• _Excerpted data_
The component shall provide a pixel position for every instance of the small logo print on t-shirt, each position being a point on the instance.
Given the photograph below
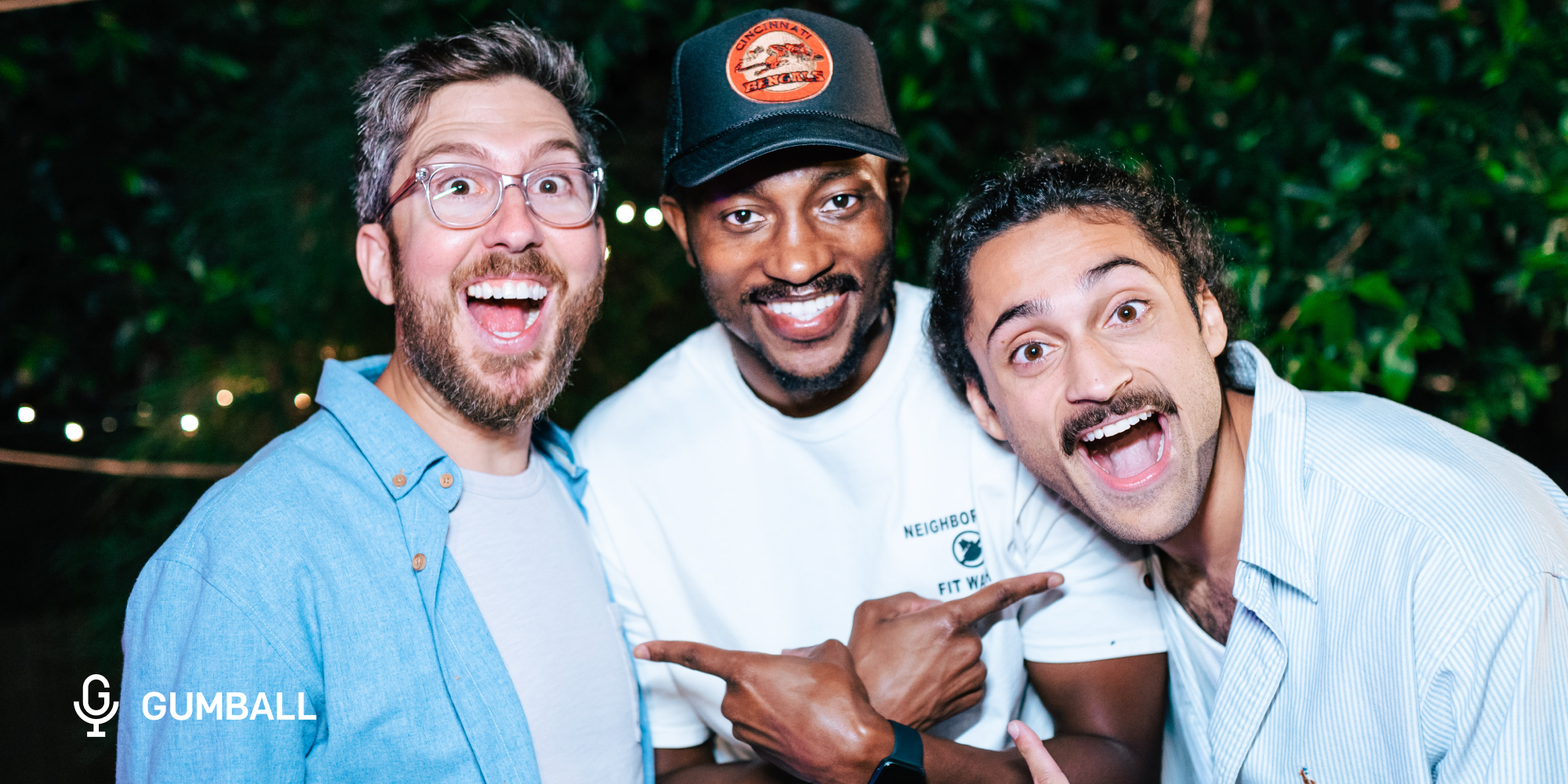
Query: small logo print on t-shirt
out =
(967, 550)
(957, 520)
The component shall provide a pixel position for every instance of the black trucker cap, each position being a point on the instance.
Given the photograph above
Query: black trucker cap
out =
(769, 81)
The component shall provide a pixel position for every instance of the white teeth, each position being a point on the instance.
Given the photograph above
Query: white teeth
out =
(804, 311)
(509, 291)
(1122, 426)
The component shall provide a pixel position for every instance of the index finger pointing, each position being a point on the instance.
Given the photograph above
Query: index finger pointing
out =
(1000, 595)
(692, 656)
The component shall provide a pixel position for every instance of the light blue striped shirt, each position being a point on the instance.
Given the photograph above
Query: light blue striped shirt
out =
(1403, 606)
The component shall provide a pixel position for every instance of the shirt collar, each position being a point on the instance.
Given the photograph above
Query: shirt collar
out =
(394, 446)
(1274, 503)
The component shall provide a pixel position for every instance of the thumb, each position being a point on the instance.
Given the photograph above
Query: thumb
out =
(1042, 768)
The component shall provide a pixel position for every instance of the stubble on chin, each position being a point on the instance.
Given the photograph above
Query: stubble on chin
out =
(495, 391)
(1136, 518)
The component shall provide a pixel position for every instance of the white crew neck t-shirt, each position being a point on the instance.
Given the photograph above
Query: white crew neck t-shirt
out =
(529, 562)
(727, 523)
(1197, 661)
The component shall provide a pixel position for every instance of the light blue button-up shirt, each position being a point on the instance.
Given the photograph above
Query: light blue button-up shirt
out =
(294, 583)
(1403, 606)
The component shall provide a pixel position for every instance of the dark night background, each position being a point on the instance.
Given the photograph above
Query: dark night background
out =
(176, 219)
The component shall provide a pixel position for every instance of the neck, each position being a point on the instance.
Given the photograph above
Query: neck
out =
(468, 445)
(760, 376)
(1200, 561)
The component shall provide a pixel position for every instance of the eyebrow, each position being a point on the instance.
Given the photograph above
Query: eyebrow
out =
(1044, 307)
(474, 151)
(1094, 277)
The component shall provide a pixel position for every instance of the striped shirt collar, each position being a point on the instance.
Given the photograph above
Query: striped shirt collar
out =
(1274, 506)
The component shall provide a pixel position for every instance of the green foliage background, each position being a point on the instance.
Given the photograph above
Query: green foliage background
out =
(176, 219)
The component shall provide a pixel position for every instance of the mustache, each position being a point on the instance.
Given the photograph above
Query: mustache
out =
(496, 264)
(840, 283)
(1127, 402)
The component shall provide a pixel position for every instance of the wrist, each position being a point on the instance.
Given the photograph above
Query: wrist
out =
(876, 744)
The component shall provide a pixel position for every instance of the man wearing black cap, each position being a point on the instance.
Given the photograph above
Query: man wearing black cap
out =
(804, 456)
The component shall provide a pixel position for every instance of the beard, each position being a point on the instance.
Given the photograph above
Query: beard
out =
(1128, 518)
(493, 391)
(877, 292)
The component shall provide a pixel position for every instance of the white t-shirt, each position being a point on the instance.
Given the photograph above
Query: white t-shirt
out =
(526, 554)
(1188, 760)
(727, 523)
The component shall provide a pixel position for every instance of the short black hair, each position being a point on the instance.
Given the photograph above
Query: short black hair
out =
(1051, 181)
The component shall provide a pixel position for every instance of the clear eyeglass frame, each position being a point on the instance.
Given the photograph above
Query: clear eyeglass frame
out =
(578, 216)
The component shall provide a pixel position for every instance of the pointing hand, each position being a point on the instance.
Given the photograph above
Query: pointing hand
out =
(805, 713)
(921, 659)
(1042, 766)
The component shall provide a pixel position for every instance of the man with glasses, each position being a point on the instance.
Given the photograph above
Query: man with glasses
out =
(405, 587)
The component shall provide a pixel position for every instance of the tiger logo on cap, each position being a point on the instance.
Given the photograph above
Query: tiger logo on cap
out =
(779, 62)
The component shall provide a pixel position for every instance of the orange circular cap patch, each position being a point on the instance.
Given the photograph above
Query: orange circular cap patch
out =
(779, 62)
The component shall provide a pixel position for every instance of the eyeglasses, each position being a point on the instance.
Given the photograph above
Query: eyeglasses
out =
(465, 195)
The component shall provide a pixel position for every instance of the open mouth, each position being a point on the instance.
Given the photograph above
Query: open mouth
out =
(804, 311)
(507, 308)
(1128, 452)
(805, 316)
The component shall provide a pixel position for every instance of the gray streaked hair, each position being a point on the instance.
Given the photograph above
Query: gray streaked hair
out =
(396, 93)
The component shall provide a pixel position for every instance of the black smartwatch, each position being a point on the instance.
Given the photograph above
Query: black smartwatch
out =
(907, 763)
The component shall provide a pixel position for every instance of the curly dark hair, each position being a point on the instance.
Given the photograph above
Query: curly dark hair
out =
(1047, 183)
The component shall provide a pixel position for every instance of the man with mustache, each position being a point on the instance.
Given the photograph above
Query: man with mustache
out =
(1352, 590)
(405, 586)
(802, 457)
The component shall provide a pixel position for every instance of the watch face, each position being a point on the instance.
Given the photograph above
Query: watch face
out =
(893, 772)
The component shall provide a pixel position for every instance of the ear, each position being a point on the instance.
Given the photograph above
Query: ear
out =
(675, 217)
(374, 253)
(984, 412)
(1211, 321)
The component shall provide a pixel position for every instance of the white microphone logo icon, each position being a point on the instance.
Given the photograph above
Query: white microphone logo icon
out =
(98, 716)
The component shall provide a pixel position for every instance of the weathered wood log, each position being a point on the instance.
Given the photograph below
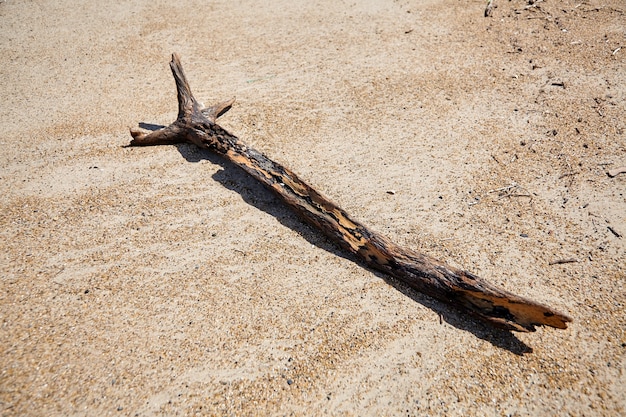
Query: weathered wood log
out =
(459, 288)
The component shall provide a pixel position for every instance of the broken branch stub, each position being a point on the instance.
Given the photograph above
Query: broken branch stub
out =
(430, 276)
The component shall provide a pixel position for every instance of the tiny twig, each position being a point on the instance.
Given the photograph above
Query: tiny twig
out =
(563, 261)
(489, 8)
(614, 232)
(615, 172)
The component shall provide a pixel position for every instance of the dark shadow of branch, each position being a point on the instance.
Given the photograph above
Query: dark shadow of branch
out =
(253, 193)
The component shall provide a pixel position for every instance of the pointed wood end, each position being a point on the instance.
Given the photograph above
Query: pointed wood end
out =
(513, 312)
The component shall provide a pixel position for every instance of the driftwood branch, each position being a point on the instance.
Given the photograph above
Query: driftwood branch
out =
(459, 288)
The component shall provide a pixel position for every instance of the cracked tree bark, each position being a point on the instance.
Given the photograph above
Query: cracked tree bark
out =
(430, 276)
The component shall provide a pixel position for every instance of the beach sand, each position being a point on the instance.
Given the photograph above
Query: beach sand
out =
(163, 281)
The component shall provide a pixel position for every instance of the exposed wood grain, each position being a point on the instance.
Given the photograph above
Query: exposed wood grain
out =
(430, 276)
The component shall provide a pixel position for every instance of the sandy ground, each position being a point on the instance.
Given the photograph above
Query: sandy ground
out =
(163, 281)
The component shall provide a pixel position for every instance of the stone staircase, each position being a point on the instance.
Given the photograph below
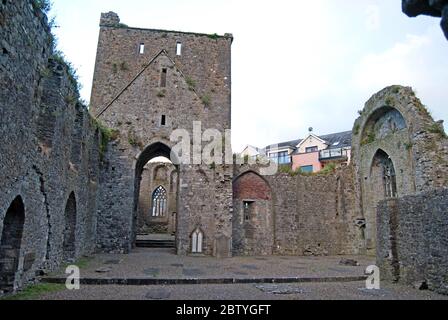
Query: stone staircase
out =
(156, 242)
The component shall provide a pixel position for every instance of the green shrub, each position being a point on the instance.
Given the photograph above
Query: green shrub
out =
(214, 36)
(33, 292)
(42, 5)
(106, 136)
(206, 100)
(191, 83)
(356, 129)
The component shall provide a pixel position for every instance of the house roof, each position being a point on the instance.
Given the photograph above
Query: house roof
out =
(344, 140)
(289, 144)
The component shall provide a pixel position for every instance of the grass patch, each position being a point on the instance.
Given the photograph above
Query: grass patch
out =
(214, 36)
(437, 129)
(133, 140)
(356, 129)
(390, 101)
(191, 83)
(42, 5)
(35, 291)
(369, 138)
(422, 109)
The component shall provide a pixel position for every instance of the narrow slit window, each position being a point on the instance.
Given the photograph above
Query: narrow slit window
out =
(163, 77)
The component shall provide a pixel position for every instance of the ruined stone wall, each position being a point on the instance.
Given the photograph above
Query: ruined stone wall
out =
(49, 146)
(394, 121)
(313, 215)
(253, 220)
(148, 95)
(154, 176)
(413, 239)
(435, 8)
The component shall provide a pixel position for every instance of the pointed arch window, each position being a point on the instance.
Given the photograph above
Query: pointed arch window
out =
(390, 179)
(159, 202)
(196, 241)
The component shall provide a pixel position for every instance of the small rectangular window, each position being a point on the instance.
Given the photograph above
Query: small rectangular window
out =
(163, 77)
(312, 149)
(307, 169)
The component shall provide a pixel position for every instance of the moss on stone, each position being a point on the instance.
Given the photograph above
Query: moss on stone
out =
(33, 292)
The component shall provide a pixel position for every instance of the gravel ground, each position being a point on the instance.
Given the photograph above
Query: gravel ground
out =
(163, 264)
(322, 291)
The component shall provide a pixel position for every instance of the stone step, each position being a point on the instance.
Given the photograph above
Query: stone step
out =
(205, 281)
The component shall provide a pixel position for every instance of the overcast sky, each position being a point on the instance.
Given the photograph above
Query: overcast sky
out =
(295, 64)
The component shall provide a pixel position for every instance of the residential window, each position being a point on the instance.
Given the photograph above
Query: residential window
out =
(247, 210)
(312, 149)
(179, 49)
(141, 48)
(163, 77)
(159, 202)
(307, 169)
(280, 157)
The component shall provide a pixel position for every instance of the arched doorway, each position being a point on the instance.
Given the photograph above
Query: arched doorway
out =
(69, 244)
(156, 197)
(383, 185)
(11, 241)
(253, 219)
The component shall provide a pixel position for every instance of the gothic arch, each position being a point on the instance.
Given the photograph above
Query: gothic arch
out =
(197, 241)
(381, 123)
(10, 244)
(253, 216)
(69, 242)
(159, 203)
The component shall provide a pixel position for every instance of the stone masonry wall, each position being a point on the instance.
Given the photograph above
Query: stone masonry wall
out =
(155, 175)
(49, 146)
(148, 95)
(413, 239)
(419, 151)
(313, 215)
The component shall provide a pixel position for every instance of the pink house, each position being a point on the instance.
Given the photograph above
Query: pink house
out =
(314, 152)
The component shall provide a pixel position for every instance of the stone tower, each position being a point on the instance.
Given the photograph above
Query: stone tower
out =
(148, 83)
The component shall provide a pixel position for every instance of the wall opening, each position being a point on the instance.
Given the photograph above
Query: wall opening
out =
(179, 49)
(163, 76)
(253, 219)
(11, 241)
(141, 48)
(197, 241)
(380, 185)
(69, 244)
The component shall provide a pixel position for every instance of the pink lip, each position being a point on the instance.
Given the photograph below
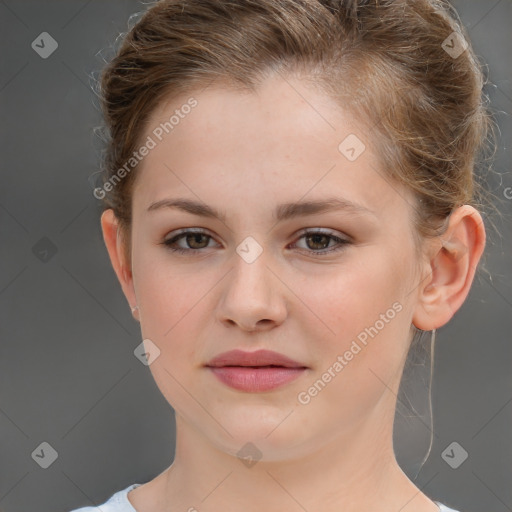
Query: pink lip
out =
(252, 372)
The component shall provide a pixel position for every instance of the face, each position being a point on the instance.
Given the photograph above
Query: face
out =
(330, 288)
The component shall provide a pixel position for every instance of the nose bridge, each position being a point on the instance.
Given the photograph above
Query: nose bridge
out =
(252, 292)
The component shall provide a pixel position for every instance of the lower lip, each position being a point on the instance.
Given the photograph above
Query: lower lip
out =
(250, 379)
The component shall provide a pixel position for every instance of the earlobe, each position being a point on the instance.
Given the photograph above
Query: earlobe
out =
(450, 273)
(115, 247)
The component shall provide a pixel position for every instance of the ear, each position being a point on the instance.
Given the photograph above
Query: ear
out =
(116, 250)
(449, 274)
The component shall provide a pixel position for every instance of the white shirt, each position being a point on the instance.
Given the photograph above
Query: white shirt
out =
(118, 502)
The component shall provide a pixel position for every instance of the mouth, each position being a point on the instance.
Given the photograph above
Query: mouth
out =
(254, 372)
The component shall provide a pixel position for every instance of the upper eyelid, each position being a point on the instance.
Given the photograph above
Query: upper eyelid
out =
(305, 231)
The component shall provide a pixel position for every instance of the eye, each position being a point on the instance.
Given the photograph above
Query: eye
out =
(317, 239)
(194, 240)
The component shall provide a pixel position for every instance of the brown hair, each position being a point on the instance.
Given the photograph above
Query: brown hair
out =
(384, 60)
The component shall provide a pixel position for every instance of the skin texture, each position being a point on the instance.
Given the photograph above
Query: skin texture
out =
(244, 154)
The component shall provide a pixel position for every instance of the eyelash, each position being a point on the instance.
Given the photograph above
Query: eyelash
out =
(168, 243)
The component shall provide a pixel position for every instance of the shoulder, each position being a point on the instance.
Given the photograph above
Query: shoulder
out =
(118, 502)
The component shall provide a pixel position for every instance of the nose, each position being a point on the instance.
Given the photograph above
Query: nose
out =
(253, 296)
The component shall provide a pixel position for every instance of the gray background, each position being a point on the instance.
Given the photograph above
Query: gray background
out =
(68, 375)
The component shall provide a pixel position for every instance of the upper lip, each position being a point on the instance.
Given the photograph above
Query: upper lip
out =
(257, 358)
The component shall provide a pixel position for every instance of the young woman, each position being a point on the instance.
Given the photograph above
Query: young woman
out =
(289, 198)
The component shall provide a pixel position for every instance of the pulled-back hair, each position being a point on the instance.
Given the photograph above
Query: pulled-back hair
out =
(384, 61)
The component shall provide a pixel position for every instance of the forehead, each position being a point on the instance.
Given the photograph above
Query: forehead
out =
(283, 139)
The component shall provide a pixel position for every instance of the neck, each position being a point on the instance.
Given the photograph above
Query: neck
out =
(353, 471)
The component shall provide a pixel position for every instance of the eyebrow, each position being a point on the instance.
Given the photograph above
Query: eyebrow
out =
(283, 211)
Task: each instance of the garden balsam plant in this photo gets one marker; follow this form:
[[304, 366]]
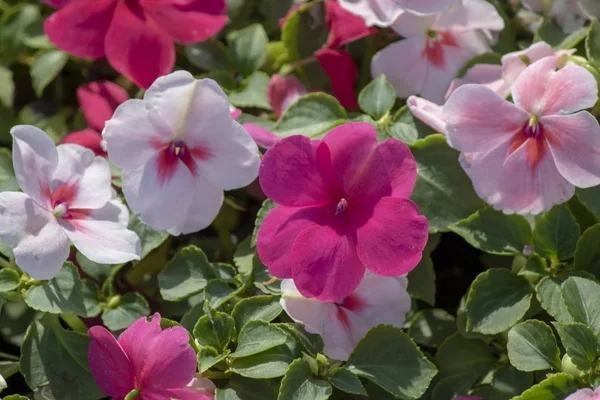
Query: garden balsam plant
[[299, 200]]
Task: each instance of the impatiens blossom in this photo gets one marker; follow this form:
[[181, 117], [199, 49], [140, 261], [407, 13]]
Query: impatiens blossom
[[98, 101], [377, 300], [435, 48], [527, 156], [67, 197], [585, 394], [343, 207], [384, 12], [157, 364], [179, 149], [135, 35]]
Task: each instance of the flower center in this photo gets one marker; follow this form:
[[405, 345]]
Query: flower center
[[341, 206]]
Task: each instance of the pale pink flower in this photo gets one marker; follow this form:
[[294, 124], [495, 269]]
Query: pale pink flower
[[179, 150], [435, 48], [158, 363], [527, 156], [343, 207], [377, 300], [67, 197]]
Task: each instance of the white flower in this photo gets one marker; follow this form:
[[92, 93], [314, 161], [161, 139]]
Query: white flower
[[179, 149], [67, 197], [377, 300]]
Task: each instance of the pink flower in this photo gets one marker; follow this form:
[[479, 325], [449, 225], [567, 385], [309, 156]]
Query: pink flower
[[159, 364], [377, 300], [187, 151], [67, 197], [435, 48], [98, 101], [526, 157], [343, 208], [585, 394], [136, 36]]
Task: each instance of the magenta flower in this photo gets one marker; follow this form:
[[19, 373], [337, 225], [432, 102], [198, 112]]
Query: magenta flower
[[527, 156], [343, 208], [159, 364], [136, 36]]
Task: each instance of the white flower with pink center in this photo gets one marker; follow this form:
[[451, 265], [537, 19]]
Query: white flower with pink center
[[179, 150], [377, 300], [67, 197]]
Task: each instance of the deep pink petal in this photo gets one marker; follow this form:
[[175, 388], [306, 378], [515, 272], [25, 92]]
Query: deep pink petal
[[279, 231], [282, 92], [99, 100], [190, 21], [344, 27], [477, 119], [80, 27], [325, 264], [541, 90], [289, 174], [390, 237], [574, 142], [109, 364], [366, 170], [171, 362], [137, 47], [263, 137], [342, 73], [88, 138]]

• _What is expected_
Each line in the data that holds the string "gray" must be returned.

• _Written solution_
The component shall provide a pixel position for every instance of the gray streaked hair, each position being a point on the instance.
Query: gray streaked hair
The component shall provide a pixel position for every instance of the gray background, each position being a point on the instance.
Query: gray background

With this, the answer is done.